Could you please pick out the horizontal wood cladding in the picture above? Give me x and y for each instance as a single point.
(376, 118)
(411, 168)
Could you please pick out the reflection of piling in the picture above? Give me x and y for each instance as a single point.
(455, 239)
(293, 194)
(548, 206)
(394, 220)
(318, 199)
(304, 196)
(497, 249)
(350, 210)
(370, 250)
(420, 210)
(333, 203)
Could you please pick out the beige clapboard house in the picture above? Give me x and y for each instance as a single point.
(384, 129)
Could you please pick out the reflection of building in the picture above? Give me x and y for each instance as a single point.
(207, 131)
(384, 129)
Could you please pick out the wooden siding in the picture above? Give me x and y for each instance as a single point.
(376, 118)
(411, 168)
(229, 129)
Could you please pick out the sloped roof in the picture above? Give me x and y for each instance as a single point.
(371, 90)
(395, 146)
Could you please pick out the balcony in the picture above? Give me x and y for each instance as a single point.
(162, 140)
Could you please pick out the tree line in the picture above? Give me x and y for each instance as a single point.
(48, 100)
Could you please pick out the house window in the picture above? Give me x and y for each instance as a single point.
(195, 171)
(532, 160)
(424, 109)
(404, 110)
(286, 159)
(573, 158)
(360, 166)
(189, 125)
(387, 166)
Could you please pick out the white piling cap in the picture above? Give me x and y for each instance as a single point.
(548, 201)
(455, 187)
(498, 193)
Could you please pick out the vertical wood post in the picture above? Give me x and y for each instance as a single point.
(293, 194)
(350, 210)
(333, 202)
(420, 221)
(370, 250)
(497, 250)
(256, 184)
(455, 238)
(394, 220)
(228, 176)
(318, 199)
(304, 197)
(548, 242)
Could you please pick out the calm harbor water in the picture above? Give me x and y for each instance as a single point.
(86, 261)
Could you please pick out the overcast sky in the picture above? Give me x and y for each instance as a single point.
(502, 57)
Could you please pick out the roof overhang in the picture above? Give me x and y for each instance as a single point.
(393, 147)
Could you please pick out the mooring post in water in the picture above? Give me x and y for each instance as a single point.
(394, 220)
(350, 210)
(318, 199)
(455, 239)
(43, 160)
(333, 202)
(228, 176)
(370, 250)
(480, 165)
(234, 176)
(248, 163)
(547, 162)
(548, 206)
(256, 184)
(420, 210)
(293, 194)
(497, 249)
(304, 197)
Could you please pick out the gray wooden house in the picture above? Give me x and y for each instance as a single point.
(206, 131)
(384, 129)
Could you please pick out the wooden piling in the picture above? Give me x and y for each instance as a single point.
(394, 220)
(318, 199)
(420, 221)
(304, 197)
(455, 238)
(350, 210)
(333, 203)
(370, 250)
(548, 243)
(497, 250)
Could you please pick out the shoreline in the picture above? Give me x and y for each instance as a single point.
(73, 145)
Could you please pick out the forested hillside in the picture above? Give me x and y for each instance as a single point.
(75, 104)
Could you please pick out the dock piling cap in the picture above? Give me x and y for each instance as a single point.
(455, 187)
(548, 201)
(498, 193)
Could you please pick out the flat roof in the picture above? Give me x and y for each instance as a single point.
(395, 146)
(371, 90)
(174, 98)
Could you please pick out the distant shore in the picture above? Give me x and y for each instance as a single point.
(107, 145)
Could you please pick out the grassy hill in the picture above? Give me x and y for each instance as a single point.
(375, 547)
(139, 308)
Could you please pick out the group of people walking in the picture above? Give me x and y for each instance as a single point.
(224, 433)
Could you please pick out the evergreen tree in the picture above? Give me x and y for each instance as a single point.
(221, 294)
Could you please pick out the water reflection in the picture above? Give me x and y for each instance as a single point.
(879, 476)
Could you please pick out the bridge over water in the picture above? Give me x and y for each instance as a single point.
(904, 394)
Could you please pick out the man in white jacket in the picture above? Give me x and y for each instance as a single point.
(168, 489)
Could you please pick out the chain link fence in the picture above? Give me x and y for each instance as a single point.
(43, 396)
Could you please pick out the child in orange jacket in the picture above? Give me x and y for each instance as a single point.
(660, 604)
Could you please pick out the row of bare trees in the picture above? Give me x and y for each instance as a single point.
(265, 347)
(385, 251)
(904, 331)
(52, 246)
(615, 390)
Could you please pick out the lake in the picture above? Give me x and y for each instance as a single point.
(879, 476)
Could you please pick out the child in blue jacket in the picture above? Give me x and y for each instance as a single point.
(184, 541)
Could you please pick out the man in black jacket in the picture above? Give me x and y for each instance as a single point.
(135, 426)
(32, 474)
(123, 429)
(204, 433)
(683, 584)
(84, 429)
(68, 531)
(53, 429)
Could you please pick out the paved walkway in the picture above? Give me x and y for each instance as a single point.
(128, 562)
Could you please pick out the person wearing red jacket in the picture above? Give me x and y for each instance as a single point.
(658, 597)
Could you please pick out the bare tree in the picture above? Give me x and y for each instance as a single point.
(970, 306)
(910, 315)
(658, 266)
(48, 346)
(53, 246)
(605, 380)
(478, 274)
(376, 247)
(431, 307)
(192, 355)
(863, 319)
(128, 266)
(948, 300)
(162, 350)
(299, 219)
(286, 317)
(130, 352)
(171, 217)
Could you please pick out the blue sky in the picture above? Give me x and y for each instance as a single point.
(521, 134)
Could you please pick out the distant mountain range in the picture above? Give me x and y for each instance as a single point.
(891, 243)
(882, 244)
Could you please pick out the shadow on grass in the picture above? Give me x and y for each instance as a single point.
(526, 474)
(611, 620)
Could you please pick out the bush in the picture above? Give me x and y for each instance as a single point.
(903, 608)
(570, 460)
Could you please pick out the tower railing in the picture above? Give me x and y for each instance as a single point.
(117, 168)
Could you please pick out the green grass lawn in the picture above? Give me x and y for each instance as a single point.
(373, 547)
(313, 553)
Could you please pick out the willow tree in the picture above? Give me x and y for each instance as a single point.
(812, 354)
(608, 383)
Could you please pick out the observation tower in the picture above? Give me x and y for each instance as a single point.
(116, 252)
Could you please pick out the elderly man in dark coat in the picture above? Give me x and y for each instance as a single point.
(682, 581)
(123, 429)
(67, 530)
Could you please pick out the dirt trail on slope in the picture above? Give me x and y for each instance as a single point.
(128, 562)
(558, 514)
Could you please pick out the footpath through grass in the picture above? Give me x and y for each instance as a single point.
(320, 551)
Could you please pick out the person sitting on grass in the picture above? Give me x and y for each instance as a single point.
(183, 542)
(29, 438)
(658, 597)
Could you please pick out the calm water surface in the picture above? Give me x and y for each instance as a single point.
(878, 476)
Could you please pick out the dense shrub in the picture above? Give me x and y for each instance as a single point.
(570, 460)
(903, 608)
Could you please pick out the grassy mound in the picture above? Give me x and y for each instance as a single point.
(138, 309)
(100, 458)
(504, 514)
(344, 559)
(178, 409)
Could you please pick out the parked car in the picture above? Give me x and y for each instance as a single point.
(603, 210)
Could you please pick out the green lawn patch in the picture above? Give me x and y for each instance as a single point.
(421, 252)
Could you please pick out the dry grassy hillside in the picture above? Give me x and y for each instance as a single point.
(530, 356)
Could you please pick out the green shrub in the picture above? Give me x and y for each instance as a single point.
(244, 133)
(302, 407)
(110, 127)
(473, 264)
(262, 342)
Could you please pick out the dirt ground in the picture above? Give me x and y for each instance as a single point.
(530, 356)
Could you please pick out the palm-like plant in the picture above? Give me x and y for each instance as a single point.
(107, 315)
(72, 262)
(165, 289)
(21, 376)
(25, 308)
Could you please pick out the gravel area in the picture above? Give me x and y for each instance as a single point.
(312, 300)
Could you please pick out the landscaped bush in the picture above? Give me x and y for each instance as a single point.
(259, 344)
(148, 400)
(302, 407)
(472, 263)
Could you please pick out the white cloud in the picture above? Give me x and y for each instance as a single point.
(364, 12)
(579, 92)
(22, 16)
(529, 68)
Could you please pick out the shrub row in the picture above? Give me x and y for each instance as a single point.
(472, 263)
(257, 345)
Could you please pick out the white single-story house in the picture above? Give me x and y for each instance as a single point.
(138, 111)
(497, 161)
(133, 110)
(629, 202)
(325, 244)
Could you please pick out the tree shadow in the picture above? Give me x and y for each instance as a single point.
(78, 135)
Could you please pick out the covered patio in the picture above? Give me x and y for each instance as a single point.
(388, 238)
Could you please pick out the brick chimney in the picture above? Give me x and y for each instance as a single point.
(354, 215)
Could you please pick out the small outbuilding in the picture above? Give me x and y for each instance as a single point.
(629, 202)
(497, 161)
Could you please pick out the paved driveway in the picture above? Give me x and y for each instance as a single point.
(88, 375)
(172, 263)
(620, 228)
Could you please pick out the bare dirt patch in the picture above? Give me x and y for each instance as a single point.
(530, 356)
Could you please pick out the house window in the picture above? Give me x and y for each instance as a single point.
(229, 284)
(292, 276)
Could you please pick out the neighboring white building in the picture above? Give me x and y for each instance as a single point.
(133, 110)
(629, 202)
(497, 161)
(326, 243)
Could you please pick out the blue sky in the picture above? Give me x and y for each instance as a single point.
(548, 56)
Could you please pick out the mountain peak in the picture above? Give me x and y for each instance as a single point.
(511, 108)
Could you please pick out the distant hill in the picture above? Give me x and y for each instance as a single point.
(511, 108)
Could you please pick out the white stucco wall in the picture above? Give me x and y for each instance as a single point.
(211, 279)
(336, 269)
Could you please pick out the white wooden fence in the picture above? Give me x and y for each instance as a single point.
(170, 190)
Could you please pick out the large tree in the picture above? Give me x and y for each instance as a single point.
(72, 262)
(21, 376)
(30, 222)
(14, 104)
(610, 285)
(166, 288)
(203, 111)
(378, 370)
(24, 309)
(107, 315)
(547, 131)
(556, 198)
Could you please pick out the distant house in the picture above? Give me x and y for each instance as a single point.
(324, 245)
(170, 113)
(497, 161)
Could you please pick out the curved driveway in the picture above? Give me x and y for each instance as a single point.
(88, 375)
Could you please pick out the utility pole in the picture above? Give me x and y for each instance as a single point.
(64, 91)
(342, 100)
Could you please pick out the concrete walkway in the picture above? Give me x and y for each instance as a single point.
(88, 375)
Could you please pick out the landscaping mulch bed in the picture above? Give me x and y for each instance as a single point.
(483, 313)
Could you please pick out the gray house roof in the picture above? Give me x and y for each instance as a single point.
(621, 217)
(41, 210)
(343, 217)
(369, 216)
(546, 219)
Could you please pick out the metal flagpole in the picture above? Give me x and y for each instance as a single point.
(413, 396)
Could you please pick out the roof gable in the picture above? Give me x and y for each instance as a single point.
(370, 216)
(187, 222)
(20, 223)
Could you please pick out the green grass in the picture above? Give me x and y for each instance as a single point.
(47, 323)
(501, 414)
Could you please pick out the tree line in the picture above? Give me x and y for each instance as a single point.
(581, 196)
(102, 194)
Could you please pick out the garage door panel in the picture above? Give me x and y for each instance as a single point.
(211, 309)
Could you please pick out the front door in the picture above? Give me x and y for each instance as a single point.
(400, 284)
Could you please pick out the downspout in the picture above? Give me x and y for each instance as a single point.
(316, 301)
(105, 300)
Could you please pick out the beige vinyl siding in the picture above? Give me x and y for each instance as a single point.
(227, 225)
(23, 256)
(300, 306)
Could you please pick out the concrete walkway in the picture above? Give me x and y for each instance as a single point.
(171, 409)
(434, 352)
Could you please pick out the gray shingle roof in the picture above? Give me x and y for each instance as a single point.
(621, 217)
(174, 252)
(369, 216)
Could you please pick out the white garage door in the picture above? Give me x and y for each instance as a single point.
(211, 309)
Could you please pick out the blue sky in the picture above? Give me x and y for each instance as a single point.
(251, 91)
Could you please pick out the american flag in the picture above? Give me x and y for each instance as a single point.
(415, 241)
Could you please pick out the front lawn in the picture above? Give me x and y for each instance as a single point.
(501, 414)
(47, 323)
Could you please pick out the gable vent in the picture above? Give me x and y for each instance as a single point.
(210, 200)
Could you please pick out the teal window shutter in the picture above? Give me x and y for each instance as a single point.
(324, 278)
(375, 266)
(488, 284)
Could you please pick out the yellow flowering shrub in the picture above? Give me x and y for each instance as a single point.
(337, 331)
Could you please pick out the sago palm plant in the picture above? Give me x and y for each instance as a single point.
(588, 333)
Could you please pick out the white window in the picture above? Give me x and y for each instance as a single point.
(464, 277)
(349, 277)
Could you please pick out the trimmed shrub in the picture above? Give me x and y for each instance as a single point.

● ● ● ● ● ● ●

EXERCISE GOAL >> Output an exact copy of the lines beginning at the one that holds "Could you please pick out the front lawn" and running through the final line of the records.

EXERCISE OUTPUT >>
Could you please pick out the front lawn in the picture above? Give me x and y for each instance as a single point.
(501, 414)
(47, 323)
Could you please pick out the gable vent in the picture above? Give me x and y for each instance as a single point.
(210, 200)
Could you please pick out the teal window shutter in the picture above? Give me x and y for each instance as a single point.
(324, 278)
(375, 266)
(488, 284)
Could you please pick out the yellow flowering shrub in the picture above? Give me x and y for each instance as a single point.
(337, 331)
Could you please pick out the sago palm plant in the picture above? Give me x and y for each instance as a single point.
(588, 333)
Could you please pick out the white window in the picture above? Give me x and y for each instance as a single point.
(464, 277)
(349, 277)
Could you please pick out the trimmed shrub in the picture above? Give me x and y for each instance as a single point.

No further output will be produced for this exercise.